**Problem description**
Leave out every picture, then transcribe the rest of the listing exactly.

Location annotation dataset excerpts
++++++++++

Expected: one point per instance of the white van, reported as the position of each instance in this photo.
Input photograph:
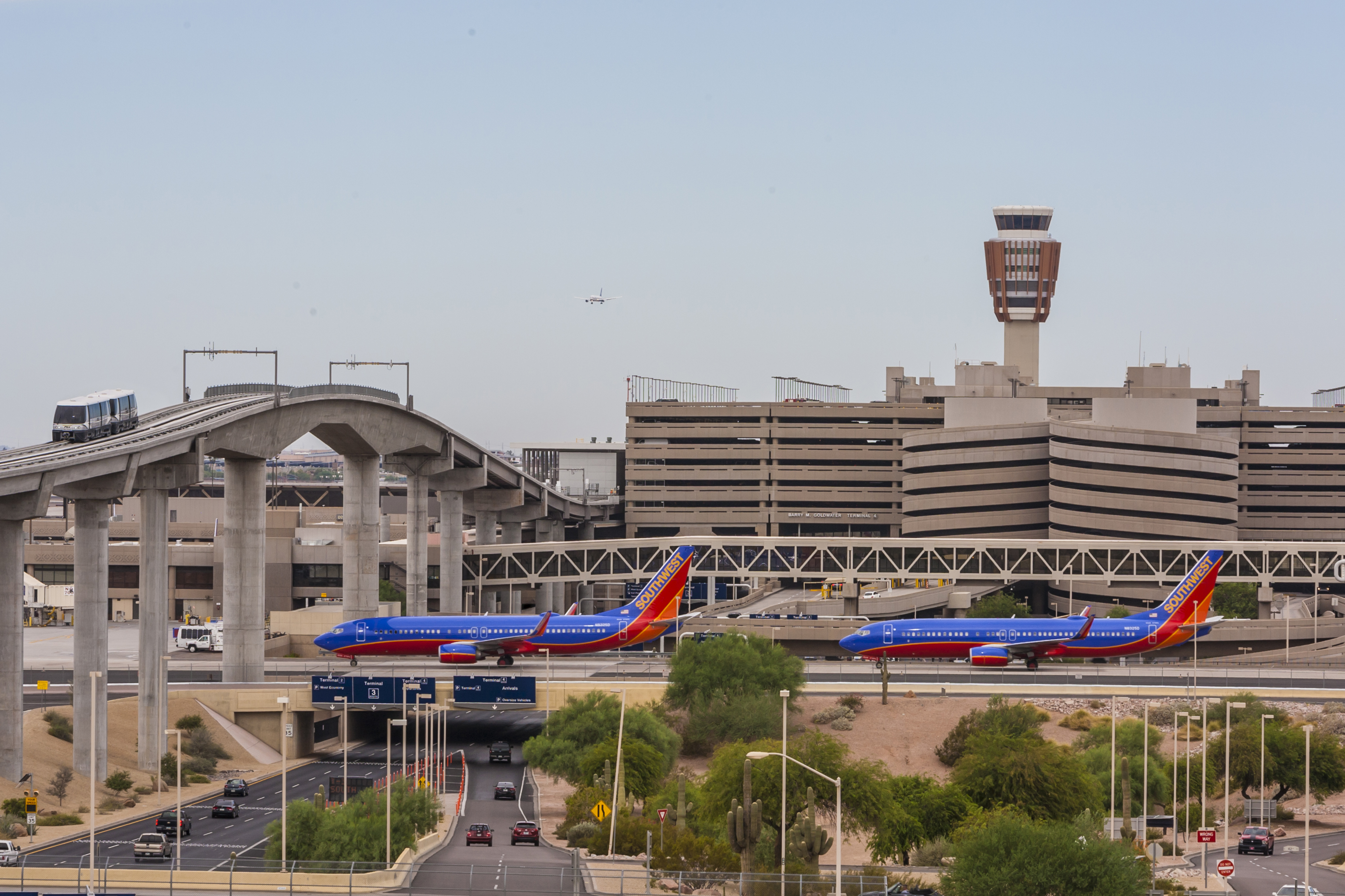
(193, 639)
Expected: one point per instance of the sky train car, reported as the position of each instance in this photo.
(95, 416)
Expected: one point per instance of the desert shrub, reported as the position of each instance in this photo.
(582, 834)
(61, 819)
(931, 853)
(118, 782)
(832, 714)
(60, 726)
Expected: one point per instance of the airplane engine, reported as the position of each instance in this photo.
(459, 653)
(989, 656)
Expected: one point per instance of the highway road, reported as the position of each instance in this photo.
(213, 839)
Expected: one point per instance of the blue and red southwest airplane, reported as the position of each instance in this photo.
(473, 639)
(996, 643)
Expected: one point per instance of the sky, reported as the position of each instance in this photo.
(773, 189)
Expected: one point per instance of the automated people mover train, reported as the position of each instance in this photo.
(95, 416)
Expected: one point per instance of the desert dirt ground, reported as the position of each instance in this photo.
(43, 756)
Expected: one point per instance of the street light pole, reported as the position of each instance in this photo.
(1263, 765)
(1229, 772)
(388, 762)
(284, 780)
(756, 756)
(785, 749)
(1308, 805)
(93, 772)
(177, 847)
(345, 750)
(616, 774)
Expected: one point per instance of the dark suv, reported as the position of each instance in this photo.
(169, 824)
(1257, 840)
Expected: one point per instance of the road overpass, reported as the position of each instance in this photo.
(244, 428)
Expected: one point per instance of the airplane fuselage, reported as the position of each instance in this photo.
(424, 636)
(954, 639)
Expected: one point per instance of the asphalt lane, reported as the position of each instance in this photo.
(501, 868)
(1263, 875)
(213, 839)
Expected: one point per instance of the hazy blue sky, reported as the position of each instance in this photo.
(775, 189)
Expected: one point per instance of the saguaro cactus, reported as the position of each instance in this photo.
(684, 808)
(744, 821)
(806, 840)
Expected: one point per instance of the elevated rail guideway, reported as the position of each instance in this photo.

++++++++++

**Response below**
Expected: one point per instance of the white van, reported as the position of each instance in this photo.
Input photograph:
(193, 639)
Expected: one point per instance of the sky train car, reported as the position of each instance in this photo.
(95, 416)
Expected: one point per instance of the desert shrub, reported as the position of each instance in this photo.
(582, 834)
(61, 819)
(931, 853)
(118, 782)
(832, 714)
(60, 726)
Expected: one point per instance of the airplane engine, reported as the position of each instance in this photo.
(459, 653)
(989, 656)
Expected: one point per instance of the highway road, reported as the position of each instance in this photo.
(213, 839)
Expected: one point per instance of the blue and red southwest airplane, reported as the position of each instance in this photo.
(473, 639)
(996, 643)
Expected: one point per instance of the sky, reported as the position of each instance in this photo.
(773, 189)
Expected: one point per instance of the automated people mover train, reported as the position of each instance in this photo.
(95, 416)
Expected: one point per instance of the desert dirt ground, reported as the position of each instance in this photo.
(43, 756)
Expected: one point per instance of the street light pole, reported as the position of each instance in this photo.
(1263, 765)
(1229, 772)
(388, 762)
(284, 780)
(756, 756)
(785, 749)
(1308, 805)
(93, 772)
(177, 847)
(345, 750)
(616, 774)
Expected: one point per instance of the dark suv, reported as the position of each instance in this photo.
(169, 824)
(1257, 840)
Expected: one point per instance of the road overpass, reported as the position of each instance in this photo.
(244, 428)
Expected: one point per instance of the airplane fuselage, reported as the position of each instance in this photo.
(424, 636)
(954, 639)
Expected: one point per instance of the asphalt lane, reported as the position of each instance in this photo.
(501, 868)
(1263, 875)
(213, 839)
Expected: one point per instance of the hazy blue sky, reported as the position of each instance in this photo.
(775, 189)
Expected: one point per instance of the saguaro cactus, reported as the position of each instance in this photo.
(684, 808)
(744, 821)
(806, 840)
Expected: one point per instance of the elevated rail guideway, reported as the position of each instance in this photo.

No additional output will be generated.